[Object pointing dataset rows]
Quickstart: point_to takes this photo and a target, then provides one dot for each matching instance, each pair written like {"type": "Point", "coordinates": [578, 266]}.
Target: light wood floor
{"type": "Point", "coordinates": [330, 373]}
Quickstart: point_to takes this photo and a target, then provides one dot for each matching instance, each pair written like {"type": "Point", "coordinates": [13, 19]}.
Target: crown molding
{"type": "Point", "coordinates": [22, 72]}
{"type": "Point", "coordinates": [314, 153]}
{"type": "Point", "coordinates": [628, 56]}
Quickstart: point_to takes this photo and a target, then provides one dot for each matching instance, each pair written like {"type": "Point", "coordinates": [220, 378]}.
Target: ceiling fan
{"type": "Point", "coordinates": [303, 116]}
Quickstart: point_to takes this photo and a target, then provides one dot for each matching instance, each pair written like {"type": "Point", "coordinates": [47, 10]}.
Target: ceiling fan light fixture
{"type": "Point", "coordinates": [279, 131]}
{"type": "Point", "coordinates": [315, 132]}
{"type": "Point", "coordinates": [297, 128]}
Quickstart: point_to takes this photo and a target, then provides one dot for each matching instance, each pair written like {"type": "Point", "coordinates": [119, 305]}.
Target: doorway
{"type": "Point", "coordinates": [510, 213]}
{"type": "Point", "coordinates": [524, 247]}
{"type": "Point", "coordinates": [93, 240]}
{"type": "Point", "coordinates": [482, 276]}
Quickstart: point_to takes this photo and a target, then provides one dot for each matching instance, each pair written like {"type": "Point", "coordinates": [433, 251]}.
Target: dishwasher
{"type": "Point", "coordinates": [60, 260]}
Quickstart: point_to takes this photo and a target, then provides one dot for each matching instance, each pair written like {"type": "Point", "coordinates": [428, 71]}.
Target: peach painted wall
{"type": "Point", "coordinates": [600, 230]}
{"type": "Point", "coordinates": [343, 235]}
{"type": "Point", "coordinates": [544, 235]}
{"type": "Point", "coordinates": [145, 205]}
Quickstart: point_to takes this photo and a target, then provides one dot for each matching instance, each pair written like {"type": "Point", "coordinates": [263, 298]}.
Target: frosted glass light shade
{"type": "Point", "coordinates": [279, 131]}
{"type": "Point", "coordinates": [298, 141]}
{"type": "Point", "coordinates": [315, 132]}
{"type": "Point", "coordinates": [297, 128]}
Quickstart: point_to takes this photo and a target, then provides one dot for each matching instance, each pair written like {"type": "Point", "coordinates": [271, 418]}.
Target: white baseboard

SHORT TASK>
Write the listing out again, exactly as shown above.

EXERCISE OUTPUT>
Quickstart: point_to takes this photo and a target, then provides one dot for each matching instance, each pair written like {"type": "Point", "coordinates": [578, 266]}.
Target: light wood floor
{"type": "Point", "coordinates": [330, 373]}
Quickstart: point_to takes this photo and a target, then provides one dot for each matching instance, each pair written like {"type": "Point", "coordinates": [13, 19]}.
Target: crown molding
{"type": "Point", "coordinates": [22, 72]}
{"type": "Point", "coordinates": [314, 153]}
{"type": "Point", "coordinates": [628, 56]}
Quickstart: point_to takes this photo and a target, then provides one dot for each matching instance, each pair written like {"type": "Point", "coordinates": [220, 378]}.
Target: ceiling fan
{"type": "Point", "coordinates": [303, 116]}
Quickstart: point_to takes this photo and a target, then provides one dot for each matching instance, each pair written like {"type": "Point", "coordinates": [47, 10]}.
Target: ceiling fan light fixture
{"type": "Point", "coordinates": [279, 131]}
{"type": "Point", "coordinates": [315, 132]}
{"type": "Point", "coordinates": [297, 128]}
Quickstart: point_to takes this photo and a target, then provides one dot for each matching instance, each pair written like {"type": "Point", "coordinates": [119, 305]}.
Target: doorway
{"type": "Point", "coordinates": [510, 213]}
{"type": "Point", "coordinates": [524, 247]}
{"type": "Point", "coordinates": [93, 240]}
{"type": "Point", "coordinates": [482, 276]}
Quickstart: point_to takes this photo and a target, then provides one dot for each matching instance, each pair written like {"type": "Point", "coordinates": [433, 251]}.
Target: dishwasher
{"type": "Point", "coordinates": [60, 260]}
Quickstart: point_to takes this photo and a target, then provides one dot for each matching instance, each pair written like {"type": "Point", "coordinates": [428, 71]}.
Target: peach painted wall
{"type": "Point", "coordinates": [600, 230]}
{"type": "Point", "coordinates": [343, 235]}
{"type": "Point", "coordinates": [544, 235]}
{"type": "Point", "coordinates": [145, 205]}
Quickstart: point_to takes this photo and a target, then provides one dot for each matching instance, each pair written like {"type": "Point", "coordinates": [263, 298]}.
Target: frosted glass light shade
{"type": "Point", "coordinates": [279, 131]}
{"type": "Point", "coordinates": [298, 141]}
{"type": "Point", "coordinates": [315, 132]}
{"type": "Point", "coordinates": [297, 128]}
Quickstart: point_to takes this photo and a target, then provides one dot for each matching instance, each pair written like {"type": "Point", "coordinates": [271, 418]}.
Target: white baseboard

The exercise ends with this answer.